[Data extracted from a collection]
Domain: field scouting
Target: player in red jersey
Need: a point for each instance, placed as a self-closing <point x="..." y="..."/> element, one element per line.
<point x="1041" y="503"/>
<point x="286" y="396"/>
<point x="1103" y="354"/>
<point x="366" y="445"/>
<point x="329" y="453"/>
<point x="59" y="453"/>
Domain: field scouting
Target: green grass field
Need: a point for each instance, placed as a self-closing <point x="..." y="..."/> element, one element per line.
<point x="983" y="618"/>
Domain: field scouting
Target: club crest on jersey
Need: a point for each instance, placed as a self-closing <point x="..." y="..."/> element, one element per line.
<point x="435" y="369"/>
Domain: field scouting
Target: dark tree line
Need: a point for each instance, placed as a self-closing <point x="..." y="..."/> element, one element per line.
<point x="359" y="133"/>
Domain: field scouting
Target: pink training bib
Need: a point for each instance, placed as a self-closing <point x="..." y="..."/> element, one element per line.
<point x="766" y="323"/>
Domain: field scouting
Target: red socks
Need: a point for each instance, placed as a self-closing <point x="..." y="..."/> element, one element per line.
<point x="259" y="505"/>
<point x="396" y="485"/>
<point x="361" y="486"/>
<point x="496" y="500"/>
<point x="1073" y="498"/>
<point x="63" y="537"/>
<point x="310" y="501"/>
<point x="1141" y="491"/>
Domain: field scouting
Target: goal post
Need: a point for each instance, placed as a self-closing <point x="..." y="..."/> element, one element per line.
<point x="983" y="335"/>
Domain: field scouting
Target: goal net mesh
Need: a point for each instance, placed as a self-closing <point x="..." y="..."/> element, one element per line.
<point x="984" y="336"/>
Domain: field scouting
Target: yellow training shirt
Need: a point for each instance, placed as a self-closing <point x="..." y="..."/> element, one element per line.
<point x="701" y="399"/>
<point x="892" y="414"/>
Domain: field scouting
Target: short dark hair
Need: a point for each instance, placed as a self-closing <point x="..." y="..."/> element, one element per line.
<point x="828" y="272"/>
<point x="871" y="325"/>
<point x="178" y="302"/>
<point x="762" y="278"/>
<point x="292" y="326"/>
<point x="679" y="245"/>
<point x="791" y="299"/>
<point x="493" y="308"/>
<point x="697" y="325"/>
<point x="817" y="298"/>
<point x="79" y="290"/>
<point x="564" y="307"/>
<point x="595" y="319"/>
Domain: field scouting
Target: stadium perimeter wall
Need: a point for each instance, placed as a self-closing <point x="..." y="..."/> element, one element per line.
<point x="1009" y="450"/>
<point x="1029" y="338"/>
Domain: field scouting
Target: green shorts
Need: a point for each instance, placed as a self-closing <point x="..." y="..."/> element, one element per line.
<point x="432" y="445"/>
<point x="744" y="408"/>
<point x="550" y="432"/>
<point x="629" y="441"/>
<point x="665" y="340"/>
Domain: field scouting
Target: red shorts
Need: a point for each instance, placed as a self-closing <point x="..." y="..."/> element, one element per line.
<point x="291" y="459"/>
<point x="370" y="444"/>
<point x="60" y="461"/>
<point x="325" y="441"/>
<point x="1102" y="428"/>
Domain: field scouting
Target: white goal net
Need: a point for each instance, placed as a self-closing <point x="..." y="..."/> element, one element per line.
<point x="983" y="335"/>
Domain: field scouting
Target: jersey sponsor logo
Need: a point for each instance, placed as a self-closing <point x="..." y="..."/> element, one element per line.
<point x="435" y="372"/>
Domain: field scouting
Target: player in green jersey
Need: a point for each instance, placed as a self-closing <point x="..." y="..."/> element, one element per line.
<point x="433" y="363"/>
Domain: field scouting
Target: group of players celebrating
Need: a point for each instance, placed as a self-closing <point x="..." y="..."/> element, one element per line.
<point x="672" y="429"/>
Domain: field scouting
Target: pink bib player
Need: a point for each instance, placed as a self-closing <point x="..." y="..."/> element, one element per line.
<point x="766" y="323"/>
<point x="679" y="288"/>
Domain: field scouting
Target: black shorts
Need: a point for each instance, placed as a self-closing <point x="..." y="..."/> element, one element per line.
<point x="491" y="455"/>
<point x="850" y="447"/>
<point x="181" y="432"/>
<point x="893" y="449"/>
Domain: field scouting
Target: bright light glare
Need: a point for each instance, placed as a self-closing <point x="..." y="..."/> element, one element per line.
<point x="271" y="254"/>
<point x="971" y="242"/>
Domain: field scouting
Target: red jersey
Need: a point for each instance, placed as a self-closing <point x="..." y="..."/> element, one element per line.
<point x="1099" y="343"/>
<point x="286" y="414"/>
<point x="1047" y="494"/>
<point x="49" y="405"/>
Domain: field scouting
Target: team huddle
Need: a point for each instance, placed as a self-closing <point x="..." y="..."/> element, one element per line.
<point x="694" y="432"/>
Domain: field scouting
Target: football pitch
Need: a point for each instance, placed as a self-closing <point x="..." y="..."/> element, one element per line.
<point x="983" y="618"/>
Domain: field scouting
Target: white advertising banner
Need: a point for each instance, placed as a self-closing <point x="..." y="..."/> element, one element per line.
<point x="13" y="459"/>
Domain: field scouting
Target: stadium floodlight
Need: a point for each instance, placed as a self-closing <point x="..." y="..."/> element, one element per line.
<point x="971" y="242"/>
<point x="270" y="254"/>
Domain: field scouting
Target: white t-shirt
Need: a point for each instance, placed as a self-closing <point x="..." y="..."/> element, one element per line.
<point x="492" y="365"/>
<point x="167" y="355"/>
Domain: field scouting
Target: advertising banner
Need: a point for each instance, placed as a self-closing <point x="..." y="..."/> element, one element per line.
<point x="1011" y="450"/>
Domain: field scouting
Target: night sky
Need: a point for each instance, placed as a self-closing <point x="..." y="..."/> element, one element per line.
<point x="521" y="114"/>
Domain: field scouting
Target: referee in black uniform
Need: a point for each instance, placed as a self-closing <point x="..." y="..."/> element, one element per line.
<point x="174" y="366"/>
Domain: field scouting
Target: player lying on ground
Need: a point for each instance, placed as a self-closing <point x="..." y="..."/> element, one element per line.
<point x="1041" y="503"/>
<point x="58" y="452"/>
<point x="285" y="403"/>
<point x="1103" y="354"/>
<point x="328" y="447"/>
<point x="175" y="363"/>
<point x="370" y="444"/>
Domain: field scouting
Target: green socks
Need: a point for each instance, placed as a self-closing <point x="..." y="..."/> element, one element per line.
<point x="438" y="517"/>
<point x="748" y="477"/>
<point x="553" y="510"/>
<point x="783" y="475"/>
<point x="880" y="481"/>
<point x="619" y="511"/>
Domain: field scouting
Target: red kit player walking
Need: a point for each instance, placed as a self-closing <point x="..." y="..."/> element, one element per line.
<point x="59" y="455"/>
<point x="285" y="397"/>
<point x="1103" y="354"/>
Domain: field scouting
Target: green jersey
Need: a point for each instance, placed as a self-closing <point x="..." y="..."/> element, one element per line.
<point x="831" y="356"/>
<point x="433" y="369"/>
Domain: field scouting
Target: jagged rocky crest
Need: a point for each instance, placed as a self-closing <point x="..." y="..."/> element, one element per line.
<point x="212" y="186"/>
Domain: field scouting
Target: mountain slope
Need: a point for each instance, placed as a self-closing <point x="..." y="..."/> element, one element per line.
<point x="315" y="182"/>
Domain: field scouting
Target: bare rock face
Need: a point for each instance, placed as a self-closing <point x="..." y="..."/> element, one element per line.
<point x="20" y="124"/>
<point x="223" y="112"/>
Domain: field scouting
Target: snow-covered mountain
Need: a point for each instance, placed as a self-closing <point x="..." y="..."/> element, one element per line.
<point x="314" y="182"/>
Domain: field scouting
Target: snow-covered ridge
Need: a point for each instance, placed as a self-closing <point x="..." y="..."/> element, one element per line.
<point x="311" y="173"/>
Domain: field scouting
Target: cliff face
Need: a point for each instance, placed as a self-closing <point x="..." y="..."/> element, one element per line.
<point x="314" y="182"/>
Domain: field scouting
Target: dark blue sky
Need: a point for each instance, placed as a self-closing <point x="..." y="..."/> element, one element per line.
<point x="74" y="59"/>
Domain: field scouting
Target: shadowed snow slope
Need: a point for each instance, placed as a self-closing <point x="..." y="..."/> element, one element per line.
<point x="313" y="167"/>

• **TO DO**: Report every line in the rows above that contains the word "face".

• **CORRECT RESULT**:
Target: bare rock face
Target: cliff face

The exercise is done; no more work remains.